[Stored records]
::::
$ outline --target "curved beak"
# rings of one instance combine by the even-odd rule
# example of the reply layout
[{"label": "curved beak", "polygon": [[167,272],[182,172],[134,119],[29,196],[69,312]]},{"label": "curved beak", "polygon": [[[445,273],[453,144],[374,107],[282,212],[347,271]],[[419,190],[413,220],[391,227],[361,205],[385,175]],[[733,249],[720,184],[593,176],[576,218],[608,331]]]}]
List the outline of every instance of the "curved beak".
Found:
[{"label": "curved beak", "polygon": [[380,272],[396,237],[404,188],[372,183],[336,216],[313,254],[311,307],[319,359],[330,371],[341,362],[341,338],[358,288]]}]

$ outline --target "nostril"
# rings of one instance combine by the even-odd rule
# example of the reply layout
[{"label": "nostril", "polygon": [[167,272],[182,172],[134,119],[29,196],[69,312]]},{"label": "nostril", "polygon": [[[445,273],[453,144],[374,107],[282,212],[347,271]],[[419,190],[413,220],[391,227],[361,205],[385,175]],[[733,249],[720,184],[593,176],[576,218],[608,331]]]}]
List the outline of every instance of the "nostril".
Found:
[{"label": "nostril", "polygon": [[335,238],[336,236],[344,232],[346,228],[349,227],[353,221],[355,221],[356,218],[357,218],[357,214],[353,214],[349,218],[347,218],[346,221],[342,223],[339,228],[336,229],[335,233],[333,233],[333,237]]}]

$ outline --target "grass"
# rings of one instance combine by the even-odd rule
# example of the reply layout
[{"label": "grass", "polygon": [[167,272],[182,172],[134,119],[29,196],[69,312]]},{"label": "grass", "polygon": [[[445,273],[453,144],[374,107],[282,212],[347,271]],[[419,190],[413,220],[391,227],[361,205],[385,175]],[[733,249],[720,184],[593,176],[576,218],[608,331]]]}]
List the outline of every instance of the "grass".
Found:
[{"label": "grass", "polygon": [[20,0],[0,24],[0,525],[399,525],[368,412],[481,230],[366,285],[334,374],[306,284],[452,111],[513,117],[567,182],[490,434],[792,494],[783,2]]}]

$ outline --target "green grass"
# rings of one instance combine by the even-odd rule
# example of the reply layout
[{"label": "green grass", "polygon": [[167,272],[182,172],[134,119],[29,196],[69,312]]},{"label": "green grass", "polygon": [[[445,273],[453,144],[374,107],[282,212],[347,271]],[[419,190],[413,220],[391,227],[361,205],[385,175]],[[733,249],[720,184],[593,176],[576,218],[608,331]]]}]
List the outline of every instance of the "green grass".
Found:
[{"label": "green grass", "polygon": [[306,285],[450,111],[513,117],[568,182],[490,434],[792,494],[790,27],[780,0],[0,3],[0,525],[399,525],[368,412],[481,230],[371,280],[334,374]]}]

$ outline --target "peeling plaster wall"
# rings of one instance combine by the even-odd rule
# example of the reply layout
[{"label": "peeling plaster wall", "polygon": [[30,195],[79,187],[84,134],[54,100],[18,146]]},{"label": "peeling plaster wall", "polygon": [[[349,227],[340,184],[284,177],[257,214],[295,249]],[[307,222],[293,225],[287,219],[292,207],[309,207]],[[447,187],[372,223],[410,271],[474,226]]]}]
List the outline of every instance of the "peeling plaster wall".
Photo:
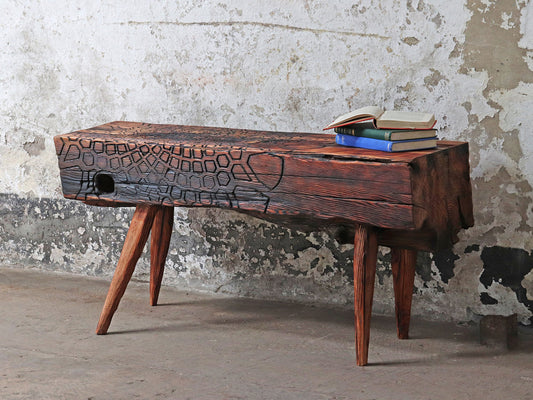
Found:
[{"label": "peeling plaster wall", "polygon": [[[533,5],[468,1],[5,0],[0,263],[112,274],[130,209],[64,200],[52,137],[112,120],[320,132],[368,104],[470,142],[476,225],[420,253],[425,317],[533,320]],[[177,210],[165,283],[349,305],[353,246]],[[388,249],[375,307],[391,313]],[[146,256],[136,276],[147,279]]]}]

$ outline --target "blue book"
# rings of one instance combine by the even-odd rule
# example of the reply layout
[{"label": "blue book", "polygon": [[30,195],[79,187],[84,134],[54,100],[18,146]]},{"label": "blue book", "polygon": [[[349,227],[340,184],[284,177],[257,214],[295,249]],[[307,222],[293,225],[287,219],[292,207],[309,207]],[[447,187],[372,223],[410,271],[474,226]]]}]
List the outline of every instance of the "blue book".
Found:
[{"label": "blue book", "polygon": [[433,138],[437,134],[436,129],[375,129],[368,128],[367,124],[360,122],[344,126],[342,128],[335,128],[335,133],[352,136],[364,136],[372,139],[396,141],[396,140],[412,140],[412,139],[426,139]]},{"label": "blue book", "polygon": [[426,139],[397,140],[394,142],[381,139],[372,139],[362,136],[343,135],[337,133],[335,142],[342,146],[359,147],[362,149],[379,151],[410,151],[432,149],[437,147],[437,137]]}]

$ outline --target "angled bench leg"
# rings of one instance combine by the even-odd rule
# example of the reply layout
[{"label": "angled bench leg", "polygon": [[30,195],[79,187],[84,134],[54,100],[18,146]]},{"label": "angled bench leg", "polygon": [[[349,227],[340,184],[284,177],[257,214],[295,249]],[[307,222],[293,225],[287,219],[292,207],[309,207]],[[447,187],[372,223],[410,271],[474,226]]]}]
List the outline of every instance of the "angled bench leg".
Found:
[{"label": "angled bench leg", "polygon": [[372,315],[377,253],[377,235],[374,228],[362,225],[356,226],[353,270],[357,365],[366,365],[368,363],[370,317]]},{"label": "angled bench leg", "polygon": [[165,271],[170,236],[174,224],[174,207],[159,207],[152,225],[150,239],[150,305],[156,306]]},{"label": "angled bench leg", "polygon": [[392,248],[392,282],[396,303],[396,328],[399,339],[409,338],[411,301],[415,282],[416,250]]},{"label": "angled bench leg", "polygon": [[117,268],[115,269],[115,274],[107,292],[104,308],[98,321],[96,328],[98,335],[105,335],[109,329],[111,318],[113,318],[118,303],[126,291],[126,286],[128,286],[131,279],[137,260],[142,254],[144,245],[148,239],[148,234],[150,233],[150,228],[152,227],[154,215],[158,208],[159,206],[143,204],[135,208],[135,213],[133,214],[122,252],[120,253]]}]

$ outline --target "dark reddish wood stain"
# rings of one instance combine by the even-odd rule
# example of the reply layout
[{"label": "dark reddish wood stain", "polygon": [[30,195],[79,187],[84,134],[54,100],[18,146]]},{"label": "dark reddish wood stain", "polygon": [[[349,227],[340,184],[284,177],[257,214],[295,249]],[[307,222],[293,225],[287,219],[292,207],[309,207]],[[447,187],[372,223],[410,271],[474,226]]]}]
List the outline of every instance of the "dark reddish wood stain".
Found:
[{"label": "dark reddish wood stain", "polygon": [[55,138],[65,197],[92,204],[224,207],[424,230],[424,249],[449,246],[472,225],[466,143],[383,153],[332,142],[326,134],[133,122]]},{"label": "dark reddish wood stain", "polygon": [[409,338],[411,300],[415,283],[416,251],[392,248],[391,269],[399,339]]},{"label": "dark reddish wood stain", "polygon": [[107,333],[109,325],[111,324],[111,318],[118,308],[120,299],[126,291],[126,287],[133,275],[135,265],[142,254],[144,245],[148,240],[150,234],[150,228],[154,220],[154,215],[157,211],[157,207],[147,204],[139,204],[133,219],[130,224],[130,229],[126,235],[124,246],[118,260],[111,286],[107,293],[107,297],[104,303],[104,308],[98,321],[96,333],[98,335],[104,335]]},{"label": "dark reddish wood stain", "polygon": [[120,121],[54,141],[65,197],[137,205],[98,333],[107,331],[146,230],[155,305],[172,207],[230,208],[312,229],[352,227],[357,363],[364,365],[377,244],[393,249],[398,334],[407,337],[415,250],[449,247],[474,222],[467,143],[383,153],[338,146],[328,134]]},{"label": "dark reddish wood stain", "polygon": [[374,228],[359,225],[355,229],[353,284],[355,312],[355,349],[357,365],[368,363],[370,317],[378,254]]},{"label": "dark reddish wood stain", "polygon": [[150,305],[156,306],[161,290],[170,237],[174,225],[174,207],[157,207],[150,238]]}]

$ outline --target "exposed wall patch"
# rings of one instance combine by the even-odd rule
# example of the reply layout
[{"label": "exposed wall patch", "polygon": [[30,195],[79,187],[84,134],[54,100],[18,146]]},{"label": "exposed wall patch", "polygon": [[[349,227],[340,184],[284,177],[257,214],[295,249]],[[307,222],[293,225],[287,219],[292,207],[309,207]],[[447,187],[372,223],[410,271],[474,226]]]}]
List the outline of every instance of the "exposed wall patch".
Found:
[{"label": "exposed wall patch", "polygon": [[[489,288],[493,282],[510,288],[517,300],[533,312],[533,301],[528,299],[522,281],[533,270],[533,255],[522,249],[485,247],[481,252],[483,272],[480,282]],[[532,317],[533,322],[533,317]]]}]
::::
#### What you need to do
Each line above that contains the word "List" should be returned.

#### Solution for this task
List the outline of every instance of the "curved beak".
List the outline of every instance of the "nostril".
List the outline of every instance of the "grass".
List the outline of every instance of the "green grass".
List the outline of every instance of the "peeling plaster wall".
List the outline of every instance of the "blue book".
List the outline of every instance of the "angled bench leg".
List the outline of every instance of the "dark reddish wood stain".
List the outline of every instance of the "exposed wall patch".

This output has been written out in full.